[Raw records]
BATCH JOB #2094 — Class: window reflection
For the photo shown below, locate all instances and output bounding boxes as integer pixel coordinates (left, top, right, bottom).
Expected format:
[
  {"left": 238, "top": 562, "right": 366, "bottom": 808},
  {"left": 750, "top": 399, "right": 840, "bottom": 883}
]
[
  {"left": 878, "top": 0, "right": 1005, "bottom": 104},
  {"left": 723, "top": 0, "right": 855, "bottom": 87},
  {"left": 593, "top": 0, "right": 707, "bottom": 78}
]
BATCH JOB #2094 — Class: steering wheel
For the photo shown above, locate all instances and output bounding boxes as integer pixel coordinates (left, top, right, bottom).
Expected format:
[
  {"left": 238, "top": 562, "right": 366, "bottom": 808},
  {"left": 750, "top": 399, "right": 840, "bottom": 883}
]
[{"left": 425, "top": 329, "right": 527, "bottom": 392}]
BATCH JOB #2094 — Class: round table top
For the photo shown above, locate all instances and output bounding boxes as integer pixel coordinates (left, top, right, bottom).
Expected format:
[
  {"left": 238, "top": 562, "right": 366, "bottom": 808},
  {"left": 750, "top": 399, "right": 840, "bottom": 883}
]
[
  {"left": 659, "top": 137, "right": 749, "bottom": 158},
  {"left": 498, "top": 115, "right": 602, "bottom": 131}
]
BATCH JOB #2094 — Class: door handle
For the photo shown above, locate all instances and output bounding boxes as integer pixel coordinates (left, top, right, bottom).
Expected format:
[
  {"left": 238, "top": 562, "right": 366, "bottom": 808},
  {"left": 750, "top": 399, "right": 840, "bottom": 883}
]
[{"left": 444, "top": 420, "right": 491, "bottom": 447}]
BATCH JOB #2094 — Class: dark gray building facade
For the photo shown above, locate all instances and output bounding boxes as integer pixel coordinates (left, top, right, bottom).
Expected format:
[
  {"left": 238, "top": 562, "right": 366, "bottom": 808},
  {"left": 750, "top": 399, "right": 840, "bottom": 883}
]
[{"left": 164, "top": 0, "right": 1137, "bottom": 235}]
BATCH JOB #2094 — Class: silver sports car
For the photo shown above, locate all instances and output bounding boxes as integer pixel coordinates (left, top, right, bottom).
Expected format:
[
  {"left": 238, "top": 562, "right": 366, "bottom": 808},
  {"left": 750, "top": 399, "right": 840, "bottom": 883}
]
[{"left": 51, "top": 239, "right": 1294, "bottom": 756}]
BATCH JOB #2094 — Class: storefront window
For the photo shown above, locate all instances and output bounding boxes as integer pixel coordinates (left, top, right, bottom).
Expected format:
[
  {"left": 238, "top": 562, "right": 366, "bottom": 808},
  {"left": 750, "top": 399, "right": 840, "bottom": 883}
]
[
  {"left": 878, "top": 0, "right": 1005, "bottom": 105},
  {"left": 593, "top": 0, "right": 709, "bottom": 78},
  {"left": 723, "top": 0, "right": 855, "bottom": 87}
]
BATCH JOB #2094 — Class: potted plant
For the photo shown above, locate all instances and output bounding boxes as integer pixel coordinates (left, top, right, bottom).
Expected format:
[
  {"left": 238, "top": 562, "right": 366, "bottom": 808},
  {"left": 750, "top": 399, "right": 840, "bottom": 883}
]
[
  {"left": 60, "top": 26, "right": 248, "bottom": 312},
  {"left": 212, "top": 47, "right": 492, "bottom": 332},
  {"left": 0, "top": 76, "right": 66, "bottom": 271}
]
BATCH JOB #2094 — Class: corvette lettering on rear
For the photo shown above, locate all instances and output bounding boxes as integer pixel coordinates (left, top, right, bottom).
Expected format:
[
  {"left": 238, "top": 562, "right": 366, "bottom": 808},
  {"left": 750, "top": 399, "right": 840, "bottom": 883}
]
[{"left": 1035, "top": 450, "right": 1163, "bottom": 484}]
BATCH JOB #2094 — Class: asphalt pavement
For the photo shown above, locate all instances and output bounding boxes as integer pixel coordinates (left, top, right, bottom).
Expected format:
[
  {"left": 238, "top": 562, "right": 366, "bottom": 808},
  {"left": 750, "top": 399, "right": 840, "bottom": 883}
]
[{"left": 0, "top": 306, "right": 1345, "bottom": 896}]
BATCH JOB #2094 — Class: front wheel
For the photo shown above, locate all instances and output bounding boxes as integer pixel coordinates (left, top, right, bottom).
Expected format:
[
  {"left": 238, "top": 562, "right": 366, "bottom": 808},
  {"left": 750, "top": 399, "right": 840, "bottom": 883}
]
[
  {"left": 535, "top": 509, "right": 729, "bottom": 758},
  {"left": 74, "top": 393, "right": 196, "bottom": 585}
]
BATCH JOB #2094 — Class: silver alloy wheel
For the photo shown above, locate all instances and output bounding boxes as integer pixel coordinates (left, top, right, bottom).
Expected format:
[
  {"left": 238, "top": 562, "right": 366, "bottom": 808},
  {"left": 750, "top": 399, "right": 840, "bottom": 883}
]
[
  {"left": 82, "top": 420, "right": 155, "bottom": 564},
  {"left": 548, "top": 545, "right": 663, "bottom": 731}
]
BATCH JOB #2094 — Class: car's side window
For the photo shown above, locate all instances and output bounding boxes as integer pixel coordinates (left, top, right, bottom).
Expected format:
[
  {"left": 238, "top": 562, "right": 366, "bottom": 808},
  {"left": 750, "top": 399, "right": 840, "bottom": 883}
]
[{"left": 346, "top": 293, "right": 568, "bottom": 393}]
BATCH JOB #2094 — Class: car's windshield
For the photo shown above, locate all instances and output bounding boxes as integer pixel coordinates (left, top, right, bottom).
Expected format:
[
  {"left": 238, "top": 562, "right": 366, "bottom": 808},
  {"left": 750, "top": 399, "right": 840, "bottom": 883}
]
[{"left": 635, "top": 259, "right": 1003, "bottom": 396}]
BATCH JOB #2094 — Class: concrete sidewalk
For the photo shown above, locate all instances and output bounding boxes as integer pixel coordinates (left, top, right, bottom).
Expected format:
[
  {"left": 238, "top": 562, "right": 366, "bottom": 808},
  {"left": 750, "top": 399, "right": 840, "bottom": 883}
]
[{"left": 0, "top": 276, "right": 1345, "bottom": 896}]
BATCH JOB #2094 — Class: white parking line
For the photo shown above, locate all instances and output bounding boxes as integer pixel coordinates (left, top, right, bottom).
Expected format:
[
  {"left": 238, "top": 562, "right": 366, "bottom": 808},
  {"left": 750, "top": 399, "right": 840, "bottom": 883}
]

- [Exercise brief]
How many lines in the entries above contain the string "silver"? Case counts. Reply with the number alone.

- [Answer below]
2